## Отрывок
· · · · · · ·
В одной сумрачной палате находятся трое человек, действительно сошедших с ума. Один из них стучит и жестикулирует, что-то бормочет и переходит с кровати на кровать. Он не знает ни что он делает и говорит, ни где он находится. Другой пытается открыть окно — по всей видимости, намереваясь уйти. Санитар его мягко останавливает, пытаясь убедить его прекратить, но тот не понимает ни слова. Не следует никакого ответа, никакой реакции; пациент, похоже, следует внутреннему порыву, и, словно упёртый зверь, он не изменит своего отношения. И наконец, третий пациент с ярко-красным, вздувшимся лицом и красными глазами что-то бормочет, находясь в угрожающем возбуждении, но с совершенно отсутствующим взглядом; шатаясь, он идёт к нам. Крича, он подходит всё ближе и ближе. Такое впечатление, что он принимает нас за русских. Мы быстро хватаем его за руки, пытаемся его успокоить, повернуть обратно и уложить в кровать. Охваченный дикой паникой, он начинает кричать и метаться из стороны в сторону, пытаясь себя защитить, так что ещё два санитара вынуждены прийти к нам на помощь, чтобы угомонить обезумевшего человека. В конце концов нам удаётся уложить несчастного, полностью дезориентированного парня и укрыть его одеялом. У его изголовья остаётся один санитар. [...]

У меня всё больше продолжает складываться впечатление, что утверждение о том, что тиф — это, прежде всего, заболевание мозга, некая разновидность энцефалита, соответствует действительности, поскольку большинство внешних симптомов свидетельствует о повреждениях в работе мозга. Это может объяснить те бессмысленные хождения по кругу, полную дезориентацию больного, бессвязную и беспокойную речь и, наконец, глубокое помутнение сознания.»[904]

А сейчас подумайте вот о чём. Летом 1942 года в Освенциме началась эпидемия тифа, унёсшая с собой жизни тысяч узников, полностью остановить которую удалось лишь к концу 1943 года. Тысячи других узников переболели тифом и остались в живых. Пока они выздоравливали, они по-прежнему продолжали находиться в лагере — лагере, где тысячи умерших от тифа были похоронены в общих могилах, поскольку крематории были перегружены; где полуразложившиеся трупы были затем вырыты из могил и сожжены на кострах — из-за угрозы заражения грунтовых вод, расположенных крайне высоко; где постоянно приводились в исполнение смертные приговоры, после того как приговорённые узники подавали прошение о помиловании и месяцами ждали ответа на него, при этом будучи не в состоянии общаться с другими узниками, так что тем казалось, будто казни проводятся по прихоти начальства[905]; где часто проводились селекции узников, исчезавших затем из памяти остальных узников. И если при этом некоторые из этих узников страдали от кошмарных галлюцинаций, вызванных тифом, — галлюцинаций, которые они, выздоровев, с трудом могли отличить от реальности или и вовсе не могли отличить, — то какие же тогда «воспоминания» должны были остаться у этих узников после их освобождения из лагерей?
· · · · · · ·
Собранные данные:
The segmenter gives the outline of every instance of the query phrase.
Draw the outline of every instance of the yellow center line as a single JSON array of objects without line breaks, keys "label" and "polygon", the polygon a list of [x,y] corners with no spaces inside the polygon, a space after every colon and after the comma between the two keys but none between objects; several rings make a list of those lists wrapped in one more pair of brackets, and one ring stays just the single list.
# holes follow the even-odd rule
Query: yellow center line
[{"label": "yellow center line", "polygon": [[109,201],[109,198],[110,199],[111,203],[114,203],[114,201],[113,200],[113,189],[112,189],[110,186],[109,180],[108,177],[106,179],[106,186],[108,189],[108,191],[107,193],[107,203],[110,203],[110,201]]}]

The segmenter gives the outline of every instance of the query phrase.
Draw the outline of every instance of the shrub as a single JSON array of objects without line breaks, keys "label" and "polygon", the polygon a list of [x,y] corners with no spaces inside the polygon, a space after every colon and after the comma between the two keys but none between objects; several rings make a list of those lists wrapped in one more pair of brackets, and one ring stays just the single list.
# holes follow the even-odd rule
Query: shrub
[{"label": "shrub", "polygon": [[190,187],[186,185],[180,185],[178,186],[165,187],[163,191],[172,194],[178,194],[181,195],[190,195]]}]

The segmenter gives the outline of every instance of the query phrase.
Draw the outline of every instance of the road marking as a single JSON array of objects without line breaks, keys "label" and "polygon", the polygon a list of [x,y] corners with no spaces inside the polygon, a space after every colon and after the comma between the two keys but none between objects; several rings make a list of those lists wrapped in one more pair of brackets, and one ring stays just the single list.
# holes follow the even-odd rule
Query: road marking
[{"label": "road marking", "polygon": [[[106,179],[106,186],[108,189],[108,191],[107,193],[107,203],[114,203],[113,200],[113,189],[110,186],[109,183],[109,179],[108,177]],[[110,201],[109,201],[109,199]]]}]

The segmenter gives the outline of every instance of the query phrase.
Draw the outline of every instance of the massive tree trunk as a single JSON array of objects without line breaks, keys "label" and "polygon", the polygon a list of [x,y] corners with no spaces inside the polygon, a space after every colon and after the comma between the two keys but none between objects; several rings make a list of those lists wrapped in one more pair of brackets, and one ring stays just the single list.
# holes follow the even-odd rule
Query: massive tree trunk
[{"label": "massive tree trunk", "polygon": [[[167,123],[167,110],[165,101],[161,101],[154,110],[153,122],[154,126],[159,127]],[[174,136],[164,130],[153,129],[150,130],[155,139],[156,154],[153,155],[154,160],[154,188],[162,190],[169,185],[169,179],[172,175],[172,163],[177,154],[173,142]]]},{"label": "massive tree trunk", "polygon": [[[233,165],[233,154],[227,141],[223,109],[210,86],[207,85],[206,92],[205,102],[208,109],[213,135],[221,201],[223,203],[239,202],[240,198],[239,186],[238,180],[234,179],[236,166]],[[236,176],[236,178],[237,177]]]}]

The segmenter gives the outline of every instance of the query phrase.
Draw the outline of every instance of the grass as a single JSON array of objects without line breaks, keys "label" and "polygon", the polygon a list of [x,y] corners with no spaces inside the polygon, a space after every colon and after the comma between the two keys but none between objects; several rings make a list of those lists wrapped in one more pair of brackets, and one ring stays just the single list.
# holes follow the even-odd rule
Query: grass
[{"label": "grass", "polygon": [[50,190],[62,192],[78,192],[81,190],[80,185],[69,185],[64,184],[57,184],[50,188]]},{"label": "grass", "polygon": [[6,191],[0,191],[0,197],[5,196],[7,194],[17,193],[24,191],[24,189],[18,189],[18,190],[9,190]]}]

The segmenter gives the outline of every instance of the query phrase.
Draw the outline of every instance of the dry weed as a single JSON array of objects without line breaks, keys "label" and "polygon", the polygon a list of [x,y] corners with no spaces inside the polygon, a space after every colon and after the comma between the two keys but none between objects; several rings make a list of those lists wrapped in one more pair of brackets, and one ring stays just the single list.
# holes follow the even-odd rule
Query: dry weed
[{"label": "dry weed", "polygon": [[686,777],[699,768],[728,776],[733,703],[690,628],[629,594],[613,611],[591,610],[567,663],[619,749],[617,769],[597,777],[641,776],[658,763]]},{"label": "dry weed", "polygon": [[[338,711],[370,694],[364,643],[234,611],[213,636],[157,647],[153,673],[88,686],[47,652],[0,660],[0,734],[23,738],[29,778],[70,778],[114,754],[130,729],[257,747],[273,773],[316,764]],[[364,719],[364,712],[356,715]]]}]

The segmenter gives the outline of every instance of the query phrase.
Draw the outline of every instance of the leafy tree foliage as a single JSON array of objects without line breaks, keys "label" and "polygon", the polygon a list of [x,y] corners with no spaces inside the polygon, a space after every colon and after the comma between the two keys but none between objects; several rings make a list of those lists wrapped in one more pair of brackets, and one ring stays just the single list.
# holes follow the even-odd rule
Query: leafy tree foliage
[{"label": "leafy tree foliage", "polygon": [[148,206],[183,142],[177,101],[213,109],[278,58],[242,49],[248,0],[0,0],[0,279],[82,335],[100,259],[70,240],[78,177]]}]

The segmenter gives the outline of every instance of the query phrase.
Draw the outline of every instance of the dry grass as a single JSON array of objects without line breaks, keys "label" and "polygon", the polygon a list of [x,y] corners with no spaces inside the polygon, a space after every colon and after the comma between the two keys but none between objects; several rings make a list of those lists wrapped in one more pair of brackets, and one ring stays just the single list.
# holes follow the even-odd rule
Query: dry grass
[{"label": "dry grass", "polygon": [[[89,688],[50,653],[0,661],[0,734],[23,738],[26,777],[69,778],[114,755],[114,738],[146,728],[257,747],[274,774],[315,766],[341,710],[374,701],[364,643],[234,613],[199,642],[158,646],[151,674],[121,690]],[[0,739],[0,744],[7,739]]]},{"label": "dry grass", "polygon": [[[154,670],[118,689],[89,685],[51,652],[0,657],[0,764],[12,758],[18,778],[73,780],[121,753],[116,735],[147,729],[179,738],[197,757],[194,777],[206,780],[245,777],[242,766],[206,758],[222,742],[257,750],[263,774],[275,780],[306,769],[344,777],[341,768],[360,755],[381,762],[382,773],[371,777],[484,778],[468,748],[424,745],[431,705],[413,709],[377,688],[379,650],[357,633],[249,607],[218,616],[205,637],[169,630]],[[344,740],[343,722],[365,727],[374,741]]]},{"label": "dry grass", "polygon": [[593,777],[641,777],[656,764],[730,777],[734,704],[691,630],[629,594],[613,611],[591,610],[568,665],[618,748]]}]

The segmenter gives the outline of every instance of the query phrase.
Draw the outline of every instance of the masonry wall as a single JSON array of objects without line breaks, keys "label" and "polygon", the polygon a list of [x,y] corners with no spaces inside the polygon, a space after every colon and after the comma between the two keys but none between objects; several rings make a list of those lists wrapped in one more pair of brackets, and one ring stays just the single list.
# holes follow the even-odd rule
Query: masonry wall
· · · · · · ·
## Задание
Приведите продолжение отрывка о тифе среди узников Освенцима, начиная сразу после его последнего предложения.

## Ответ
С: Вы хотите сказать, что рассказы свидетелей о массовых убийствах были галлюцинациями?

Р: Ну, я бы не стал это обобщать. Существует много причин для дачи ложных показаний, и нужно учитывать каждую из них. Не все ложные показания, естественно, можно объяснить бредом, вызванным тифом, но, на мой взгляд, у некоторых из тысяч узников, прикованных тифом к постели, уж точно были галлюцинации, походившие на те жуткие истории, которые мы постоянно слышим об Освенциме. Кроме того, узники немецких концлагерей вряд ли получали медицинский и психиатрический уход, необходимый для предотвращения долгосрочных физических и психических последствий тифа. Вышеприведённая цитата из книги Киллиана свидетельствует о том, что эту эпидемию вообще не могли правильно понять.

Как бы то ни было, галлюцинации больных узников ещё сильнее усугубляли слухи, ходившие по лагерям.